→ **TASK INSTRUCTIONS**: Translate this sentence from the earnings call transcript below into Spanish: "With respect to STELARA this year, there won't be a significant impact."

→ **EXCERPTED TEXT**:

------------------------------------------------------------

Joe Wolk: Thanks for the questions, Vamil. I’ll start with STELARA and then see if Erik can add anything from a legal perspective, and then we’ll hand it over to Joaquin for your question on the MARIPOSA study. With respect to STELARA this year, there won’t be a significant impact. As you can imagine, most of that business was contracted for the full-year about this time last year. So there really wasn’t any material impact. And our current assumption based on some of the agreements you read about similar to what we’ve said previously is that we wouldn’t expect anything before January 1, 2025. I don’t know, Erik, from a legal perspective, anything to add?
Erik Haas: Yes. Thanks, Joe. From a litigation perspective, I could say that no other biosimilar is better positioned in our view than Amgen or Alvotech would be. So we would not anticipate any other biosimilar having the opportunity or ability to enter the market before those two.
Joaquin Duato: Thank you. And with respect to MARIPOSA, nothing has changed. We — this is an event-driven study with a final analysis expected as we said by the end of 2023 with a potential to be presented at a major medical meeting in 2023. We remain excited about the potential of RYBREVANT in combination with lazertinib to become a new standard-of-care in first-line non-small cell lung cancer with EGFR mutations. And we are looking forward to be able to present these results in due time in a medical meeting potentially this year.
Operator: Thank you. Next question today is coming from Joanne Wuensch from Citibank. Your line is now live.
Joanne Wuensch: Good morning and thank you for taking the questions. I’m trying to think about two things as I look forward to, given the strength in the first half of the year in MedTech, does this create, in your opinion, a new base from which we grow from? Or are we going to be writing about difficult comps next year? And second of all, with Kenvue’s splitoff by within days or by the end of this year, I anticipate, how do we think about different investments in the MedTech and Pharmaceutical franchises either through pure R&D internally or externally? Thank you.

------------------------------------------------------------

→ **PROVIDED DATA**:
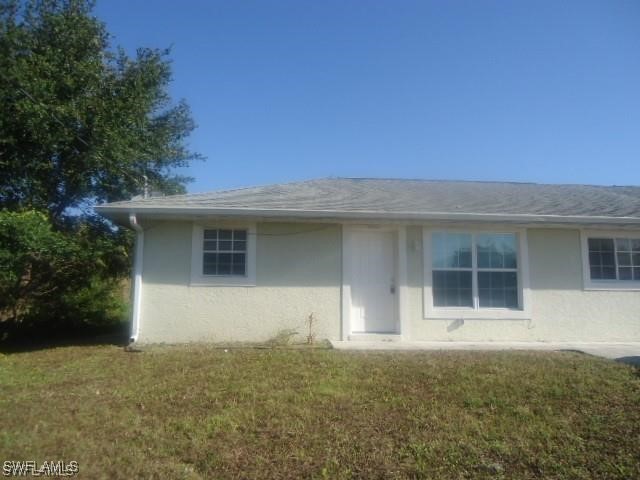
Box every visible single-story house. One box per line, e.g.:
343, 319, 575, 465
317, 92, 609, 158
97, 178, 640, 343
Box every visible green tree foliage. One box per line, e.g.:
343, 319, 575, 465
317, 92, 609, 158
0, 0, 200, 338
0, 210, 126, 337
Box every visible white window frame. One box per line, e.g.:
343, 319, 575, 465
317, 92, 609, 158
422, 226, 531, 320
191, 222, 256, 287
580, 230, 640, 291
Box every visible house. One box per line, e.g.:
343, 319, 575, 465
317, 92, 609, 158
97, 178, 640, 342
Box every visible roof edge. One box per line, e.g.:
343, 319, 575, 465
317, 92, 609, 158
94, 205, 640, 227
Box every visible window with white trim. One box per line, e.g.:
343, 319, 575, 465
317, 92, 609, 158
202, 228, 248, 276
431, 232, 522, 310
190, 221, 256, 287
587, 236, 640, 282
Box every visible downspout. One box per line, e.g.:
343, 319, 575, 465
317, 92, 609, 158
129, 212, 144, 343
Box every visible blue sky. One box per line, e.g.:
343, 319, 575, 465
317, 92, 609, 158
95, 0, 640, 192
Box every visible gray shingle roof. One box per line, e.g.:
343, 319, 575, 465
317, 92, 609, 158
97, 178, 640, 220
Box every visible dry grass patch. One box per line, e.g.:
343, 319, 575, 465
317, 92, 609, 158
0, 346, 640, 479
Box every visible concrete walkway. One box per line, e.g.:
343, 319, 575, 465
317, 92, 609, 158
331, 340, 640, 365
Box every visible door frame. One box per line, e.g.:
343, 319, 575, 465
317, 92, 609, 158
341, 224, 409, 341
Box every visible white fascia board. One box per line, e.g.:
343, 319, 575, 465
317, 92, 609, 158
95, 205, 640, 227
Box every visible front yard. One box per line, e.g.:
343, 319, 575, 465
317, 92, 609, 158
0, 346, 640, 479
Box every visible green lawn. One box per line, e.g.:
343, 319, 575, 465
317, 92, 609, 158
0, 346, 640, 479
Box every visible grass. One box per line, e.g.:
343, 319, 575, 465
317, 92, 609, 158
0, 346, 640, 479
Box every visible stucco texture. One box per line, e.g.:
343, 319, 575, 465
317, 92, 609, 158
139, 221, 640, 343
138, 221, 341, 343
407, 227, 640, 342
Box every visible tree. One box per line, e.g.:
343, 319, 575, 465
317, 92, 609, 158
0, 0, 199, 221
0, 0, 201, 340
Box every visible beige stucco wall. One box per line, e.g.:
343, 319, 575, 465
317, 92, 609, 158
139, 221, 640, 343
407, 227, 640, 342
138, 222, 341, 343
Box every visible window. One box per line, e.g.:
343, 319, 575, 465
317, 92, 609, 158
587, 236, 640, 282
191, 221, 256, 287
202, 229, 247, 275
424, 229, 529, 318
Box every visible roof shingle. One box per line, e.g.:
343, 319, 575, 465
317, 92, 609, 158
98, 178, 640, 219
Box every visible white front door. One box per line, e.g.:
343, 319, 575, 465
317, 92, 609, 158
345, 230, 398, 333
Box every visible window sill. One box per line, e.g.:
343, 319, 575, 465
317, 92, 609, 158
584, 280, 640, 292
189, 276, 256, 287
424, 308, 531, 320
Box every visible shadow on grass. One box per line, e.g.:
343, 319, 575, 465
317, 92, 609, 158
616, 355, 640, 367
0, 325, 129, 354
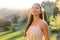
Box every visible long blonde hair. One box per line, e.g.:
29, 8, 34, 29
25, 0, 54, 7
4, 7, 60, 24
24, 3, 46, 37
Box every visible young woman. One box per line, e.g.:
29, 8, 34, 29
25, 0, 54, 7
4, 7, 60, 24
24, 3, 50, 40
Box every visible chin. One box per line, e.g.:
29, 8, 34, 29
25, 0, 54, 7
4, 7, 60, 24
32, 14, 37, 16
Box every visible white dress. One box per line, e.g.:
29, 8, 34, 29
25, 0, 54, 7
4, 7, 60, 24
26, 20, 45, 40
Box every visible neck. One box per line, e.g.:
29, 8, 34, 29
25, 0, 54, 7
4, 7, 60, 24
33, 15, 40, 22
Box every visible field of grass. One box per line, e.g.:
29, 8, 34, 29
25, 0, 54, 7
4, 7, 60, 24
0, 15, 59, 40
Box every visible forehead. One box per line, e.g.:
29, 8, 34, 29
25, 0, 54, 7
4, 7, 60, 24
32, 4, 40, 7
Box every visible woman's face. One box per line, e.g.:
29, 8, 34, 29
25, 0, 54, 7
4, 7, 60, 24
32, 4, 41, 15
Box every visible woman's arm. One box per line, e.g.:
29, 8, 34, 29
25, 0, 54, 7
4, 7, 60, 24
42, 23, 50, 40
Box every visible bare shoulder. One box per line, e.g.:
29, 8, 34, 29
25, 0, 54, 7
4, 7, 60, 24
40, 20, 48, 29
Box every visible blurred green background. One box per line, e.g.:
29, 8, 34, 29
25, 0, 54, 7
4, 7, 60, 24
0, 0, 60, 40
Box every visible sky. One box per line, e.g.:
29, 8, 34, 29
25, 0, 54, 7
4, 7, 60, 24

------------------------------------------------------------

→ **RESPONSE AREA**: Con respecto a STELARA, este año no habrá un impacto significativo.